## DO THIS:
Without the pictures, return all of the material exactly as written.

## PROVIDED MATERIAL:
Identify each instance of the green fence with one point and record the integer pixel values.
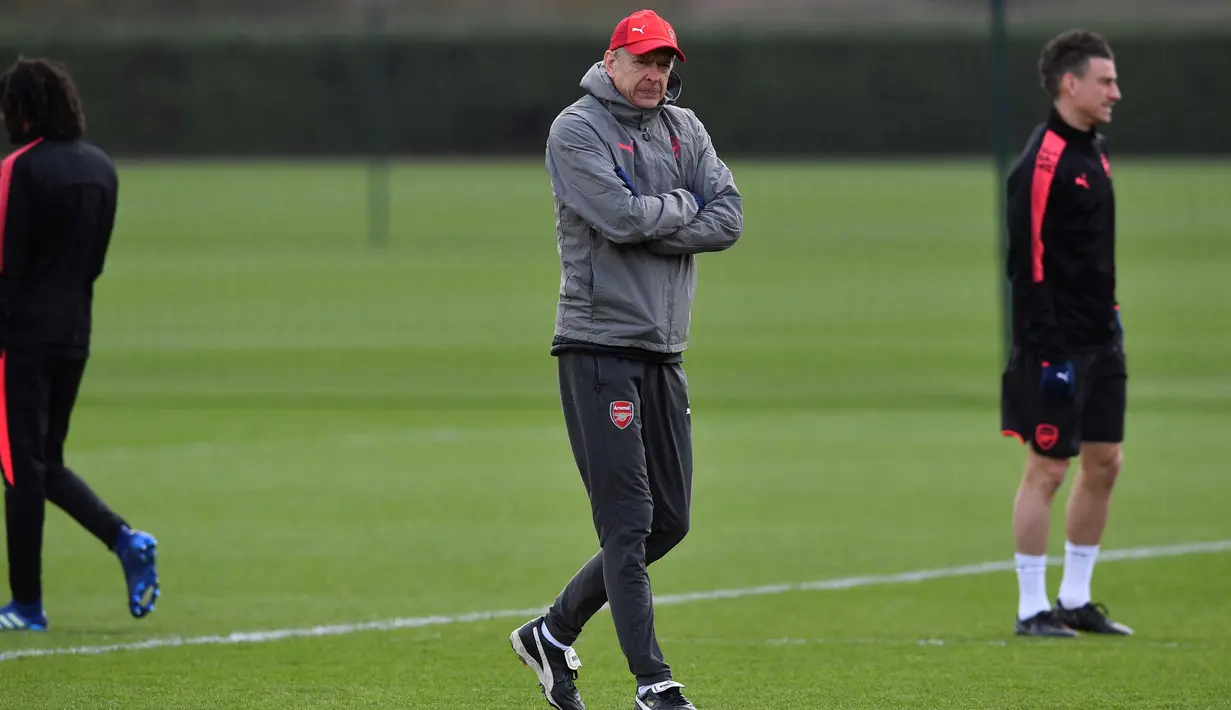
(787, 95)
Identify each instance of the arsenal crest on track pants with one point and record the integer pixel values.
(630, 428)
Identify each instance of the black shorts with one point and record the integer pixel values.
(1056, 426)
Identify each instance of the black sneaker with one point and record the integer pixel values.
(1091, 618)
(662, 695)
(557, 670)
(1044, 624)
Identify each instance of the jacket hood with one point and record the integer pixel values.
(598, 83)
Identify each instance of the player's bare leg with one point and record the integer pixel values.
(1088, 506)
(1032, 521)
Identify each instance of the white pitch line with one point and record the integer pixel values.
(420, 622)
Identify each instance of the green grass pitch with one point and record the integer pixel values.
(325, 432)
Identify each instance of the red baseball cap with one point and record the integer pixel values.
(644, 31)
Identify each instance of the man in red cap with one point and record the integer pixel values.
(639, 193)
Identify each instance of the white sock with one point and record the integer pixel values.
(552, 639)
(1078, 571)
(1032, 585)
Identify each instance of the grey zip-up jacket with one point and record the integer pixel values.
(628, 270)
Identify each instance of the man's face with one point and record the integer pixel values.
(1094, 92)
(640, 78)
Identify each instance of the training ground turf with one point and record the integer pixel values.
(324, 432)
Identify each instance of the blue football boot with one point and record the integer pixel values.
(137, 551)
(15, 617)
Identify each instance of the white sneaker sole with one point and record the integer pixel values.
(544, 674)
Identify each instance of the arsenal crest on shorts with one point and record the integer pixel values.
(622, 414)
(1046, 436)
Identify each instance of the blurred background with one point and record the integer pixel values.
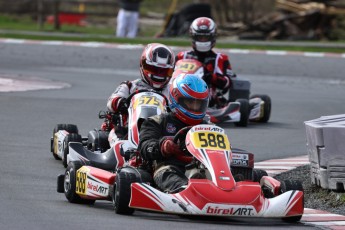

## FINAL RESULT:
Identify each instance of the green fence with one point and record the integer pixel values.
(787, 95)
Identify each instance of the arsenal crest on track pants with one point and record the integer pixel values.
(630, 428)
Identify each instance of the black shorts with one point and record the integer pixel values.
(1056, 426)
Identify each instance of the black sneaker with one point and record the integer pixel values.
(1091, 618)
(662, 695)
(557, 670)
(1044, 624)
Identify each instance of the jacket hood with one point and record the integer pixel values.
(598, 83)
Identify each instance of the player's bare leg with one point and record the integer pixel values.
(1088, 506)
(1032, 521)
Identify each instance of the white pitch line with one point and record the integer pixel values.
(420, 622)
Identify each instance of the green grass pitch with one point and record the integer pixel values.
(325, 432)
Identify each instance of the red baseball cap with one point and record the integer pixel values.
(644, 31)
Identify each instance of the man in red cap with one point and record the integer pixel values.
(639, 193)
Identify each instance of the white sock with one point and record the integer pixel values.
(552, 639)
(1078, 571)
(1032, 585)
Identify each instance of the grey zip-up jacket with one point and record the integer pixel values.
(628, 270)
Identify each instance of the man's face with one point and record the integer pixel values.
(1094, 92)
(640, 78)
Identify each instance of the training ground turf with one point and record the integer pixel values.
(324, 432)
Identify each instance of the blue football boot with one point and record the integer pixel values.
(137, 551)
(15, 617)
Identify each instance of the white sneaker sole with one point and record the integer pixel values.
(544, 674)
Identify each instance of the arsenal crest on shorts with one point and record the integer pixel values.
(622, 414)
(1046, 436)
Identify each instance of the blurred background with one point and record the integer pixel values.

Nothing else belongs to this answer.